*Requirement*:
Restate word for word each line of the data, starting at the one containing "(format x=276, y=228)" and running through the last.

*Stored data*:
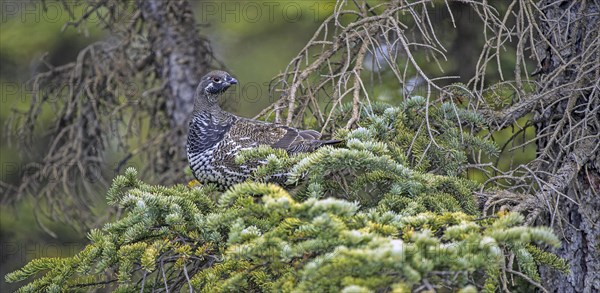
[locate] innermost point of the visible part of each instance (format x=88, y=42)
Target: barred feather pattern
x=216, y=137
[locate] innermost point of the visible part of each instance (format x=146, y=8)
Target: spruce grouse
x=215, y=137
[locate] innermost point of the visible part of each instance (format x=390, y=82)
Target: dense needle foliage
x=385, y=212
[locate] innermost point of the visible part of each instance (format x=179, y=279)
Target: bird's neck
x=208, y=105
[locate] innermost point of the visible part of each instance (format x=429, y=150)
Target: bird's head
x=216, y=82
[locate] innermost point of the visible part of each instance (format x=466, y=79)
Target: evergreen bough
x=386, y=212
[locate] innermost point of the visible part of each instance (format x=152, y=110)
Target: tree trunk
x=571, y=138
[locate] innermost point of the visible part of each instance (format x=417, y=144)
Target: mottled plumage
x=215, y=136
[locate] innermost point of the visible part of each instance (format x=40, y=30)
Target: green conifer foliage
x=369, y=216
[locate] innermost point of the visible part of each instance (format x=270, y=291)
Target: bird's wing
x=251, y=133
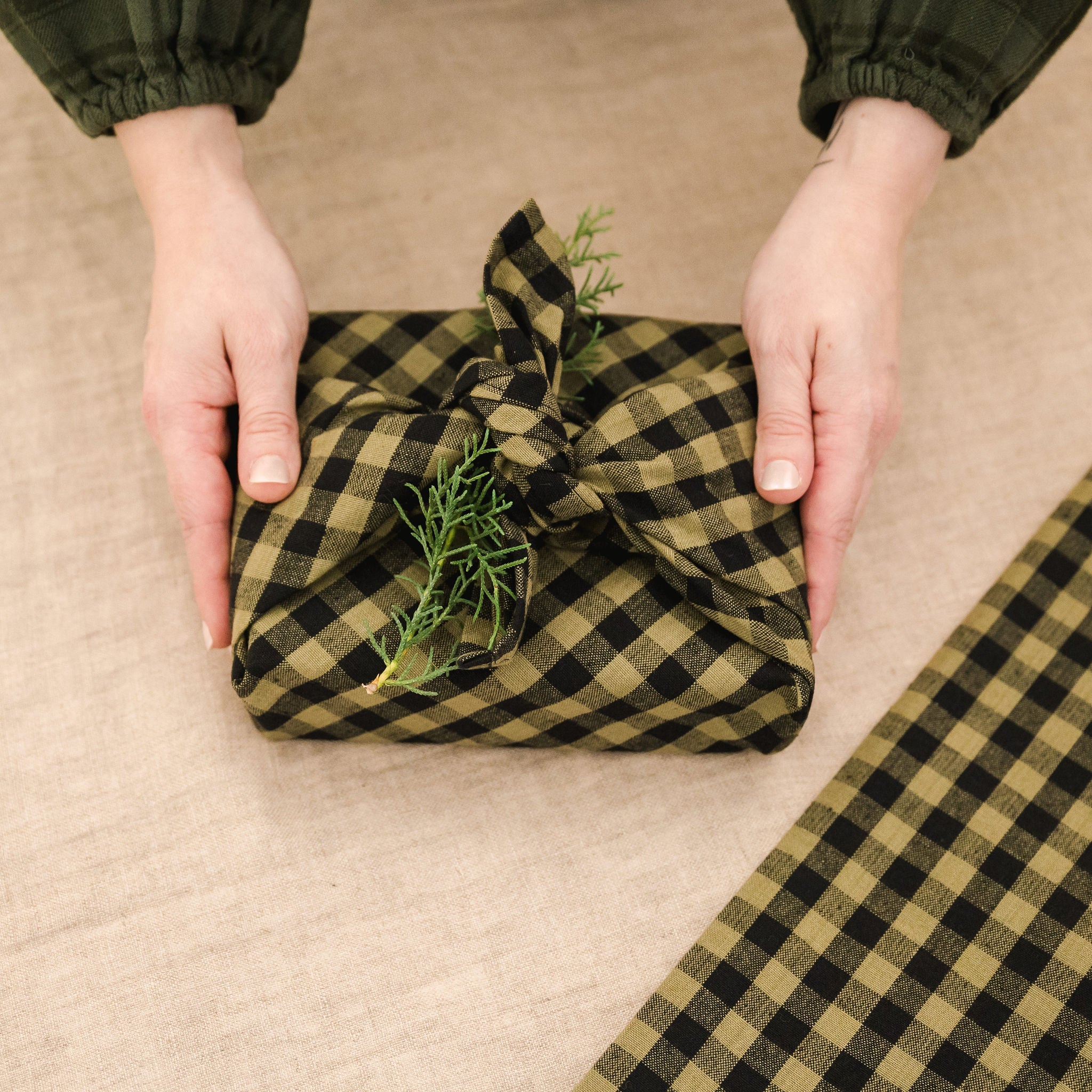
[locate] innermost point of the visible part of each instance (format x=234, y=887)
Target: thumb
x=784, y=447
x=264, y=370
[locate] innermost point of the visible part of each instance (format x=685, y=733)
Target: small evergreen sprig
x=461, y=537
x=581, y=252
x=592, y=293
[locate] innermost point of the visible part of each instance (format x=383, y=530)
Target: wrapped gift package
x=657, y=601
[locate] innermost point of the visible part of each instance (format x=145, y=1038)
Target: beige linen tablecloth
x=186, y=905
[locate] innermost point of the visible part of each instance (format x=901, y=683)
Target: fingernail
x=780, y=474
x=269, y=469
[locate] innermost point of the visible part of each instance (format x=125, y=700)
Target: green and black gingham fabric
x=663, y=604
x=925, y=925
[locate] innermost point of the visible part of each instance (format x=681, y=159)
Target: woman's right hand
x=228, y=324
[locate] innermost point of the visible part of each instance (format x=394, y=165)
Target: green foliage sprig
x=582, y=254
x=461, y=537
x=593, y=292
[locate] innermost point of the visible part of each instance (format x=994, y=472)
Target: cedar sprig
x=460, y=536
x=592, y=294
x=581, y=252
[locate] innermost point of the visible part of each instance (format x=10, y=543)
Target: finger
x=831, y=508
x=784, y=447
x=264, y=359
x=195, y=441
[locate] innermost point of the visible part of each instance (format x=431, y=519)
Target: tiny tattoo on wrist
x=834, y=129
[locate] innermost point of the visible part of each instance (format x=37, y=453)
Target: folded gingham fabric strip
x=925, y=925
x=663, y=602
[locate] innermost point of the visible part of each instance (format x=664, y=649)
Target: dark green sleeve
x=109, y=60
x=963, y=61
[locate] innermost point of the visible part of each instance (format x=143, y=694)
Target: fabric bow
x=662, y=471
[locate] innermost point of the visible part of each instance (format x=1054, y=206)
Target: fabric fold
x=925, y=925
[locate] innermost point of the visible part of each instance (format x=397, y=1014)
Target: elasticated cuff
x=239, y=85
x=903, y=81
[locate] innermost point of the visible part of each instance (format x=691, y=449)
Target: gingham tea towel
x=925, y=925
x=662, y=604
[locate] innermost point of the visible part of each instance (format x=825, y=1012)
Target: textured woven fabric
x=662, y=604
x=925, y=925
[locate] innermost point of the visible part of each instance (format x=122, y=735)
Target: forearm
x=880, y=162
x=181, y=160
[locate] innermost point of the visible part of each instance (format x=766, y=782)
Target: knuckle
x=268, y=423
x=775, y=347
x=271, y=336
x=838, y=530
x=784, y=422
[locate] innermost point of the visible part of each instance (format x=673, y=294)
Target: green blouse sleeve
x=963, y=61
x=109, y=60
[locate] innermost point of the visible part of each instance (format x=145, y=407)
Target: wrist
x=881, y=160
x=183, y=161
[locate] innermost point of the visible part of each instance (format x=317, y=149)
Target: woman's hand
x=228, y=324
x=821, y=312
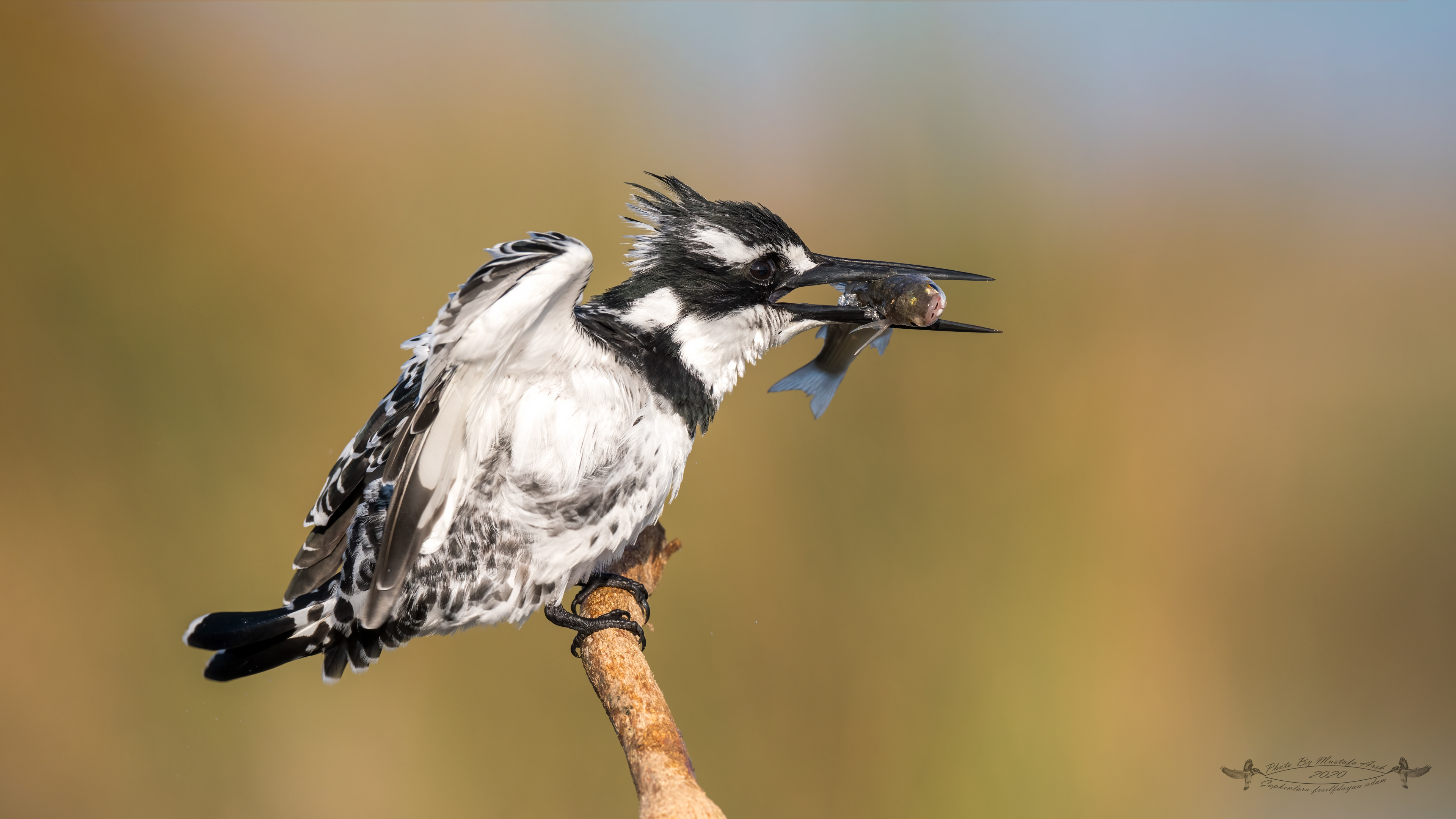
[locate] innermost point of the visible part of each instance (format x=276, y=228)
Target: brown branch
x=617, y=668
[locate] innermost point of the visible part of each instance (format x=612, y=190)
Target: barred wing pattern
x=370, y=452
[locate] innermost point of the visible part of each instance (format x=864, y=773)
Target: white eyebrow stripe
x=727, y=247
x=799, y=257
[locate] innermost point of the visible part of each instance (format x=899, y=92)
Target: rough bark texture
x=617, y=668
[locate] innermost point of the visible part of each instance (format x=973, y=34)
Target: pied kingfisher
x=532, y=438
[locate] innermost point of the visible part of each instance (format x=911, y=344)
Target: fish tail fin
x=817, y=382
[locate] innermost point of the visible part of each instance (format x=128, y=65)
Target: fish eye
x=765, y=269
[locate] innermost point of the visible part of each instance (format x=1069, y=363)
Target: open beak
x=833, y=270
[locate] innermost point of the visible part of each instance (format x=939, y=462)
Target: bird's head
x=710, y=278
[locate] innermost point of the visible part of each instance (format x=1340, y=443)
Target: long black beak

*Result of the exercise*:
[locate] innermost point of the visible part of each instance (format x=276, y=228)
Target: brown branch
x=617, y=668
[locate] innermost point of the visible part of each instance (format x=612, y=190)
Target: barred wing pattern
x=370, y=452
[locate] innermost point of the visible part of each instance (format x=864, y=773)
Target: white eyebrow stripe
x=727, y=247
x=799, y=257
[locate] innermost point of the visible part of each instance (format x=899, y=92)
Target: rough bark texture
x=617, y=668
[locate] innermost point of the visible part of each instance (format x=973, y=34)
Target: pied kingfisher
x=532, y=438
[locate] innermost point of the visible part of each instance (format x=911, y=344)
Target: fish tail fin
x=817, y=382
[locate] innermost point of the visible part of each instance (format x=128, y=65)
Target: fish eye
x=765, y=269
[locate] innermost point of the visible part of each instance (format x=1069, y=363)
Target: open beak
x=833, y=270
[locate] innermost point of the visible part of each instance (format x=939, y=462)
Target: bird's head
x=710, y=278
[locate] innermost point of the visible part of each instance (format x=1340, y=443)
Target: long black beak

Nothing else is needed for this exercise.